= SHORT PROBLEM =
From the material below, pull out every line that contains the word "mountain" and copy each one unchanged.

********************

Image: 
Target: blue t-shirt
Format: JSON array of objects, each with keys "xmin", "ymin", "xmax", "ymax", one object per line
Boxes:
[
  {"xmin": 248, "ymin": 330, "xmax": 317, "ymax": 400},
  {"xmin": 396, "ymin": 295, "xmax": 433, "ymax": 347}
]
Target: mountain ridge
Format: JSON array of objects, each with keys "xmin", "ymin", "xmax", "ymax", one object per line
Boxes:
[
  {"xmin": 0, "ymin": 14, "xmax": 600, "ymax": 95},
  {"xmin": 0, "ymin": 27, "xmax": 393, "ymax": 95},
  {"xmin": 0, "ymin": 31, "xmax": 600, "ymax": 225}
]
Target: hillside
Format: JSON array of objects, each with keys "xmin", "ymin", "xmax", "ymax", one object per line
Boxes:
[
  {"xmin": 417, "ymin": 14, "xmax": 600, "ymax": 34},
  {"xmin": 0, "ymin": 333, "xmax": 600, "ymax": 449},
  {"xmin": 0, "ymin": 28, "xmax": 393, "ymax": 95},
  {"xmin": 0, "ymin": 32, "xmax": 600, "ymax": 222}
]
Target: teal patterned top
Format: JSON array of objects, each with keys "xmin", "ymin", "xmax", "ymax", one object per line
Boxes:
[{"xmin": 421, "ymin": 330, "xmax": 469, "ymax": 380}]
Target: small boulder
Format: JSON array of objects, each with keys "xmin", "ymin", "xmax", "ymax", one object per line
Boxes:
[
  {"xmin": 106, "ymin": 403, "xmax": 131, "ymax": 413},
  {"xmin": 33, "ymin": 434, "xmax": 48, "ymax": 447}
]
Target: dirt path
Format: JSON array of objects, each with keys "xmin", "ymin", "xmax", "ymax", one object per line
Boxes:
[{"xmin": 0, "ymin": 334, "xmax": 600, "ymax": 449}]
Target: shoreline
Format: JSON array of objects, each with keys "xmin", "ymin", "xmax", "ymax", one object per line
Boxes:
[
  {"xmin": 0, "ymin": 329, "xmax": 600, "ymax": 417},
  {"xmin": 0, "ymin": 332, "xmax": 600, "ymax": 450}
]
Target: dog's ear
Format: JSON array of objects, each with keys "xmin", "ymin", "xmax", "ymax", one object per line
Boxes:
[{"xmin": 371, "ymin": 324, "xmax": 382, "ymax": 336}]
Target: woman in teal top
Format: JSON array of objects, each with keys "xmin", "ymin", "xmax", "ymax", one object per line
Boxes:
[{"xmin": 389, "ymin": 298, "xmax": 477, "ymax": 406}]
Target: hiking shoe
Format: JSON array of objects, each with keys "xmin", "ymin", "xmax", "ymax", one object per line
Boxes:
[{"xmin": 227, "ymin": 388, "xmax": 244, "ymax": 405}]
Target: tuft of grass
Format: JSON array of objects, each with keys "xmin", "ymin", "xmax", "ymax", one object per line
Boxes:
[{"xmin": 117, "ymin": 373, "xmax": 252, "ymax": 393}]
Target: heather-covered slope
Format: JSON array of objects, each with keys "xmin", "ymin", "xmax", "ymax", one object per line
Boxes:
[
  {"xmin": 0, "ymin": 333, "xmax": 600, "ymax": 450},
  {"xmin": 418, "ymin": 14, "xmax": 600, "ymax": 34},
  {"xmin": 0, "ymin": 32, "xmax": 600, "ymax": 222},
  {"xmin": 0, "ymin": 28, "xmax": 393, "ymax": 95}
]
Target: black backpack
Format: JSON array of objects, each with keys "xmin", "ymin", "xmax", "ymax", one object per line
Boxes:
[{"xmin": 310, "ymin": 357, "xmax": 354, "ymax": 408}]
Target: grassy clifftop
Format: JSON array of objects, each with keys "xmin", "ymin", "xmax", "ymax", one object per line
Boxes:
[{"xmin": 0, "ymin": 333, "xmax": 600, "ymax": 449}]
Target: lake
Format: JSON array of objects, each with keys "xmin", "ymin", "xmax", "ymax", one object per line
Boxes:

********************

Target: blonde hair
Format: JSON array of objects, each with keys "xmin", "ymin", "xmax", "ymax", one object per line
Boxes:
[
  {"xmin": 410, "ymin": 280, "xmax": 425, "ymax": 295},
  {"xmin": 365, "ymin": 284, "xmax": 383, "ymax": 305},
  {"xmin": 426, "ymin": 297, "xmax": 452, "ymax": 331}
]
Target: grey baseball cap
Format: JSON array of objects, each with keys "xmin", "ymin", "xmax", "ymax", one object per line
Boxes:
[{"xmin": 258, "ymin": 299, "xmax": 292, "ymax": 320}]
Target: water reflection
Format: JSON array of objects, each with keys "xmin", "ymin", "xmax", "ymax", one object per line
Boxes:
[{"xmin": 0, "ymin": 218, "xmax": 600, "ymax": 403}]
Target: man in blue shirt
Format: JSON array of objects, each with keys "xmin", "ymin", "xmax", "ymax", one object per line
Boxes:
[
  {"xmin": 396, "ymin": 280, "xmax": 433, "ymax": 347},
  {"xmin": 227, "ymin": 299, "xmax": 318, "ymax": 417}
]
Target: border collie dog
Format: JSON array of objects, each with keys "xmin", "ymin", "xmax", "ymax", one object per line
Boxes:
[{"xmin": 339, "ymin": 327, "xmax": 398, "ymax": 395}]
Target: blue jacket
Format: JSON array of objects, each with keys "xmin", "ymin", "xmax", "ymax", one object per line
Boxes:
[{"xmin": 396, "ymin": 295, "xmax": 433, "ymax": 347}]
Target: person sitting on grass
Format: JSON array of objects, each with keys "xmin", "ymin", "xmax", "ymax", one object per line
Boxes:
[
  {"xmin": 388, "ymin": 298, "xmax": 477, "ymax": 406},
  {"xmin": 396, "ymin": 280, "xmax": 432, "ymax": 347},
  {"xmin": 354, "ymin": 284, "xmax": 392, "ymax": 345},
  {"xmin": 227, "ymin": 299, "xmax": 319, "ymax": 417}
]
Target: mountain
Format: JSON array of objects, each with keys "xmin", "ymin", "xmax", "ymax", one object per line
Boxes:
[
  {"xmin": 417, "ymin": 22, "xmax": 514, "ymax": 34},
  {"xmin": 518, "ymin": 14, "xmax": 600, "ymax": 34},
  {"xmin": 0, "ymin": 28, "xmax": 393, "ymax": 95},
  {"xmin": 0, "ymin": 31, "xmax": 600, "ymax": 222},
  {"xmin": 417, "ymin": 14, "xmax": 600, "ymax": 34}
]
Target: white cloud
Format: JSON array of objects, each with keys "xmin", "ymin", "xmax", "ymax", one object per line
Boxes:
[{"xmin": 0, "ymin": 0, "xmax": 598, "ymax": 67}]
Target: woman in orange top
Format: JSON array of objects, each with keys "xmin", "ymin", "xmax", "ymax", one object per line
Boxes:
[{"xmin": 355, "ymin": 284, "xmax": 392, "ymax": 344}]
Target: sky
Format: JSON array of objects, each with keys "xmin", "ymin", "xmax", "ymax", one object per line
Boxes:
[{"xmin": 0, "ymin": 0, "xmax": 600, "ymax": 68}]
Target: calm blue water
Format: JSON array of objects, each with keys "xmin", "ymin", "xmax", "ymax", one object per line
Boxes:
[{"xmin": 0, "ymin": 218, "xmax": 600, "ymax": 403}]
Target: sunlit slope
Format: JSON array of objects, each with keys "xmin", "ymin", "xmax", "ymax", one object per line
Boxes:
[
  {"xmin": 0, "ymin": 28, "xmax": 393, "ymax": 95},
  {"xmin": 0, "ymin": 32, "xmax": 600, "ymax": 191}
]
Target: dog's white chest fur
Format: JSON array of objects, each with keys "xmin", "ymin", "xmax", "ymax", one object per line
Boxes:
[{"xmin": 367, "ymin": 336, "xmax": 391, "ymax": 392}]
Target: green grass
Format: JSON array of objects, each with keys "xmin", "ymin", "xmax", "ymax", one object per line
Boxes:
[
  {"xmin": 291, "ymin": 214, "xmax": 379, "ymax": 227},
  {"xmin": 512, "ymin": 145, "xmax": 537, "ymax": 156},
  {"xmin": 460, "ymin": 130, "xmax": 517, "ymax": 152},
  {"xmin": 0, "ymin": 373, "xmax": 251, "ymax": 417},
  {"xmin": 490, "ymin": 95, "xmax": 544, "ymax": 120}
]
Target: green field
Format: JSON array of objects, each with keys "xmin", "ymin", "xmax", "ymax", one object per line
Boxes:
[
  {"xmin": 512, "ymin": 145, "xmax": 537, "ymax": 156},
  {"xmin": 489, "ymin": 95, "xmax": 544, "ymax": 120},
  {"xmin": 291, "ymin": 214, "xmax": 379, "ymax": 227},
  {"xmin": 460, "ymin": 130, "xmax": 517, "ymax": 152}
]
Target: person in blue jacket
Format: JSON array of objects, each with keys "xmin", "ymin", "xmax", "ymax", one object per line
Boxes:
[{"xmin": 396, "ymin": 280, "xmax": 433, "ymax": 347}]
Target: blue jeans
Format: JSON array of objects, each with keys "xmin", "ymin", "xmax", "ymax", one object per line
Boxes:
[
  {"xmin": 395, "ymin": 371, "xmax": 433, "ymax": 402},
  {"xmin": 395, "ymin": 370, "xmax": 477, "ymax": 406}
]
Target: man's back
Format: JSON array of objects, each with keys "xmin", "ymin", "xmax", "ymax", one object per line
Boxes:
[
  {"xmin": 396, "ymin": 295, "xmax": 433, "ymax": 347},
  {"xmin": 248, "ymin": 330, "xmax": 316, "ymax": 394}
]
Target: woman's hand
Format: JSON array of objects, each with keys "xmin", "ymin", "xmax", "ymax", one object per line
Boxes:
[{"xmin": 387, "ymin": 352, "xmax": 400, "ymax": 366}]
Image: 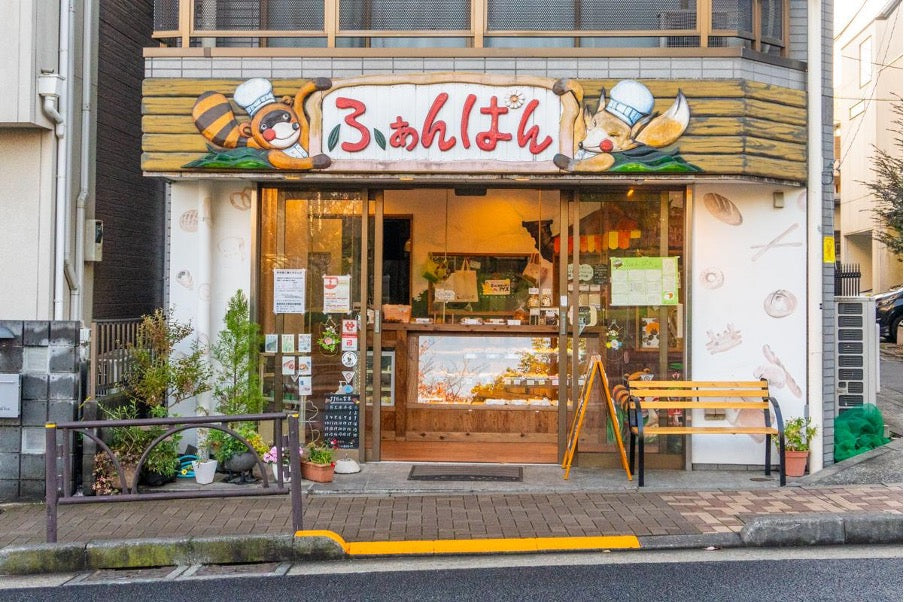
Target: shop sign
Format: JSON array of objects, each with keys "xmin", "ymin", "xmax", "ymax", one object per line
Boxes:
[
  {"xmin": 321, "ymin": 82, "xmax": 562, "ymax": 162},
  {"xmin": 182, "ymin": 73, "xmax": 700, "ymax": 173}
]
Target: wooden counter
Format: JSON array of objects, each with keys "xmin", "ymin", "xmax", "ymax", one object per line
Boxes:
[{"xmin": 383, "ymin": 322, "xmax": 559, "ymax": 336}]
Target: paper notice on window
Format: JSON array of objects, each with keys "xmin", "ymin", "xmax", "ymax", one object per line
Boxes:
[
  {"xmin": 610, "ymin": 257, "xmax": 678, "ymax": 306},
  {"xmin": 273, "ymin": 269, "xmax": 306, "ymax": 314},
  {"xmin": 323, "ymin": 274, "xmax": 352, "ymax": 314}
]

********************

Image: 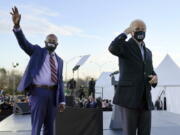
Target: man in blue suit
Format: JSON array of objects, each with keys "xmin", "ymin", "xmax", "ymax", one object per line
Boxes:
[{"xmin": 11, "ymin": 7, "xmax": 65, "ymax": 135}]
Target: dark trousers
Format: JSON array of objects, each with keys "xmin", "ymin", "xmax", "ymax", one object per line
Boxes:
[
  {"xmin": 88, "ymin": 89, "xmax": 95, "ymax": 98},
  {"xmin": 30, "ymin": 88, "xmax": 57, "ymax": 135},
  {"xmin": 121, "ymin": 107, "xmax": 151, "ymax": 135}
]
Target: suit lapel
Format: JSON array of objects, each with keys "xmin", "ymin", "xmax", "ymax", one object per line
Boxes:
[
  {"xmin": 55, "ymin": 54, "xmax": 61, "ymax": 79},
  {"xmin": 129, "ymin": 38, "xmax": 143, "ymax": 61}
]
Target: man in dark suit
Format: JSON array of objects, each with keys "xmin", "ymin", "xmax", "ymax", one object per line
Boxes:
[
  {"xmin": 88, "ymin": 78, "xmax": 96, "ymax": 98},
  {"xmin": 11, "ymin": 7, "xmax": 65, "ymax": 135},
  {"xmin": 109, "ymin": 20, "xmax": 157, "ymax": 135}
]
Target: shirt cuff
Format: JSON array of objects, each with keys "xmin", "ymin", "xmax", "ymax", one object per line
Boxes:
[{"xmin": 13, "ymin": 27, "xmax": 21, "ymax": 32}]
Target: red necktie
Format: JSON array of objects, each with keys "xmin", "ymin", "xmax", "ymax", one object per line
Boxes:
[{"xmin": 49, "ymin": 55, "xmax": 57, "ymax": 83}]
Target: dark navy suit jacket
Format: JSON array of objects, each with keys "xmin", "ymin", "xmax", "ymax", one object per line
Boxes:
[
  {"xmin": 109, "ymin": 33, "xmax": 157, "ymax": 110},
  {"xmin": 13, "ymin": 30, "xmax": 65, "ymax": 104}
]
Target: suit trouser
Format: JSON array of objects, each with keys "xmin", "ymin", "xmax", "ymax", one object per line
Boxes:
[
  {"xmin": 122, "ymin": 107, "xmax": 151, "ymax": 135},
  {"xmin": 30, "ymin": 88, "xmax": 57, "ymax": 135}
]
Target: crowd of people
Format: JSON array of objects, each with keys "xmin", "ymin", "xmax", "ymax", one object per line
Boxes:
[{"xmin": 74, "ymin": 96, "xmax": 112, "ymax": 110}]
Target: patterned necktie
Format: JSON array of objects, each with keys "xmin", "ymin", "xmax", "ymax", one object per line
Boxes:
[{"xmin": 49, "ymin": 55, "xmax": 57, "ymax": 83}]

********************

= RESULT OF THIS TASK =
Target: mountain ridge
Target: mountain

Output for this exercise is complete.